Problem to solve —
Answer these questions using the update on UNICEF's work in Bama.
1. Of the roughly 25,000 people in the Bama IDP camp, how many are children?
2. What is the average number of outpatients seen each day?
3. How many boreholes in Bama have been repaired and upgraded?

23 June 2016 - The town of Bama has been accessible to humanitarian assistance since March 2016 and UNICEF, working with our partners on the ground, has been working in Bama since then, primarily in the IDP camp in the town that houses approximately 25,000 people who have been displaced by the conflict. Of these, 15,000 are children.
We have provided health and nutrition support for approximately 19,000 people and since May, UNICEF and the Borno State Primary Health Care Development Agency have had a permanent primary health care presence in Bama. We are seeing an average of 140 outpatients a day: providing treatment primarily for malaria, respiratory infections and diarrhoea; screening for malnutrition and treating severely malnourished children, as well as providing Vitamin A, micronutrient supplements and deworming tablets. Most recent data available from the team on the ground, which does not have regular means of communication, show that during the period 3 April – 31 May 2016, 323 children were admitted for treatment for Severe Acute Malnutrition – an average of 6 new cases per day.
We have repaired and upgraded five boreholes in Bama, providing 10-12 litres of water per day per person in the IDP camp. In the following days, construction work is due to begin on 150 latrines. We have also identified three thousand children who have become separated from their families and have started to register children with the aim of trying to trace their families.

Exercise data —
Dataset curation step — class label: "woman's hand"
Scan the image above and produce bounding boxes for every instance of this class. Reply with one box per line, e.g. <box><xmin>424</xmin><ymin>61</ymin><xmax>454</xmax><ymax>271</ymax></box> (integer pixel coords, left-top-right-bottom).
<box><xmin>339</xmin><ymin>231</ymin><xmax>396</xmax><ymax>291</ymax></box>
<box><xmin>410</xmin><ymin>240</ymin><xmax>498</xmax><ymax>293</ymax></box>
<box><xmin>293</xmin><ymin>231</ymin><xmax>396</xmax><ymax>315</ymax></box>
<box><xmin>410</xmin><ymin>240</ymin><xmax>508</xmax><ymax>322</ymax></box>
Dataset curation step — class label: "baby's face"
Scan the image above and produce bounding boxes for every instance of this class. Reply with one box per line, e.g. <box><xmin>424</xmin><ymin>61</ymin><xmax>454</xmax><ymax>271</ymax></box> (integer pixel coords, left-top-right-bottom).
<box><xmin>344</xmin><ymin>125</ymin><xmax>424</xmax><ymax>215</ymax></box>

Answer space —
1. 15,000
2. 140
3. Five